__課題内容__
以下の本文で、筆者が今聖書講解しているのは聖書のどの書か。

「我が国」と言えない日本人

先日FBで投稿した記事をこちらにも分かち合います(一部編集)。

7月に行われる、おそらく参院選を意識しているであろう某緊急セミナーの題名は「この国はどこへ行くのか」であります。私は、日本国を「この国」と呼んでいるところに違和感を抱きます。今、エレミヤ書を聖書講解しています。そこから流れ溢れる涙は、エルサレムをまるで自分のものであるかのように泣いている、その帰属意識でした。

ある方がこのようなことを書きました。「おそらく、本当に日本人の魂と文化を愛する人間が「偶像崇拝はダメ」といえば、なるほどと受け入れられます。でも、日本人の魂と文化を否定するものが「偶像崇拝はダメ」といえば、失敗して後々しっぺ返しを喰らうでしょう。」

__提供資料__
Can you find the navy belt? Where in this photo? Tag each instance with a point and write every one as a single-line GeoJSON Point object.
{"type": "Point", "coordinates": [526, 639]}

__正答__
エレミヤ書。